Work to be completed
Set down each of the records below exactly as it reads. No pictures go into the copy.
START Material for this task
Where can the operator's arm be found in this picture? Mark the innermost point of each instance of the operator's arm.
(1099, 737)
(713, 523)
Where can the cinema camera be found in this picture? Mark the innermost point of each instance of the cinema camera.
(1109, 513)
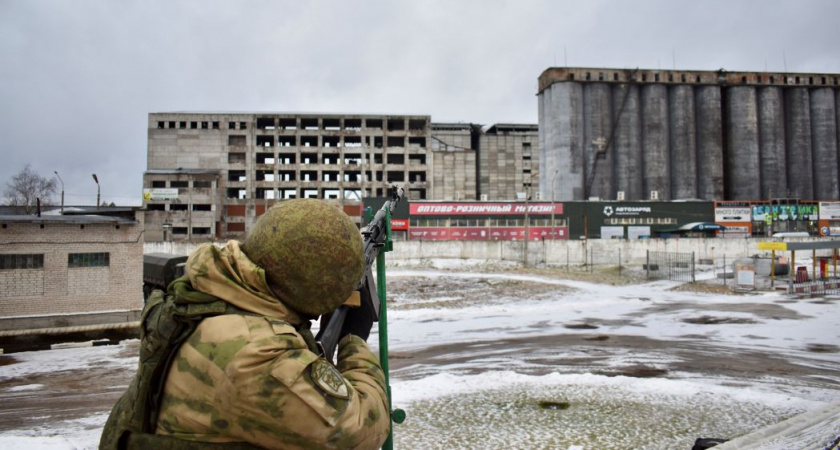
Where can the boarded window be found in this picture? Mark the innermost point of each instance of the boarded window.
(21, 261)
(77, 260)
END Material for this task
Written solution
Where can the operator's arm be found in this picture? Mark the innermost point of each instance of the operator's arm.
(1099, 737)
(713, 523)
Where can the cinema camera be found in this picture? Mark the innermost point of each instance of the cinema camera.
(1109, 513)
Where can the boarded window be found in this picture? Mark the innermost point of each instance of the boarded window.
(21, 261)
(77, 260)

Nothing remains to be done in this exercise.